-- START OF Data listing --

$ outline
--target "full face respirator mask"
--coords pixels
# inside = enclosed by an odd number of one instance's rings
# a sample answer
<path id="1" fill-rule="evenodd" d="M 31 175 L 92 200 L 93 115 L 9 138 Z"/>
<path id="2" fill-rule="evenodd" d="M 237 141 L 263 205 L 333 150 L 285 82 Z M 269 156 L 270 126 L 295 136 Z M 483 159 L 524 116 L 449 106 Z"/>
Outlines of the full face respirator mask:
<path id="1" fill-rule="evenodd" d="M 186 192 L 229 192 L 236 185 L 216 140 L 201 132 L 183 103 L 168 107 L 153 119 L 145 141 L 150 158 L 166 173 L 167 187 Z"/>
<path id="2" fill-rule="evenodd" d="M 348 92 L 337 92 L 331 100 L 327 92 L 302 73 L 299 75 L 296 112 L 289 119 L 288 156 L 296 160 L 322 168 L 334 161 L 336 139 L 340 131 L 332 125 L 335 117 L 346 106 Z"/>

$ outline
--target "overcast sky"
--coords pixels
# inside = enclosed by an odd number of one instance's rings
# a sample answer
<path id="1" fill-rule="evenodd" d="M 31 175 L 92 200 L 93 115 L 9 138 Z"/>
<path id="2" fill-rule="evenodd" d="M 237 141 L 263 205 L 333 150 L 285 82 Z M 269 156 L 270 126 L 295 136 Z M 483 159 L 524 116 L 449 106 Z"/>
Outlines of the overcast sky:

-- END OF Data listing --

### Your objective
Reproduce the material above, substituting "an example output" for every occurrence of "a sample answer" and keeping everything else unchanged.

### Output of the exercise
$ outline
--target "full face respirator mask"
--coords pixels
# inside = enclosed by an odd number of one instance's rings
# an example output
<path id="1" fill-rule="evenodd" d="M 31 175 L 92 200 L 93 115 L 9 138 Z"/>
<path id="2" fill-rule="evenodd" d="M 237 141 L 263 205 L 333 150 L 285 82 Z M 269 156 L 270 126 L 295 136 Z M 483 159 L 524 116 L 449 106 Z"/>
Outlines of the full face respirator mask:
<path id="1" fill-rule="evenodd" d="M 186 192 L 229 192 L 236 185 L 216 140 L 201 132 L 183 103 L 168 107 L 153 119 L 145 141 L 150 158 L 166 173 L 167 187 Z"/>
<path id="2" fill-rule="evenodd" d="M 348 92 L 337 92 L 331 100 L 327 92 L 302 73 L 299 75 L 296 112 L 289 119 L 288 156 L 296 160 L 322 168 L 334 161 L 336 139 L 340 131 L 332 125 L 335 117 L 346 106 Z"/>

$ outline
--target "overcast sky"
--coords pixels
# inside = enclosed by an odd number of one instance's rings
# an example output
<path id="1" fill-rule="evenodd" d="M 31 175 L 92 200 L 93 115 L 9 138 Z"/>
<path id="2" fill-rule="evenodd" d="M 237 141 L 263 205 L 333 150 L 285 82 Z M 269 156 L 270 126 L 295 136 Z M 483 159 L 524 116 L 449 106 Z"/>
Outlines of the overcast sky:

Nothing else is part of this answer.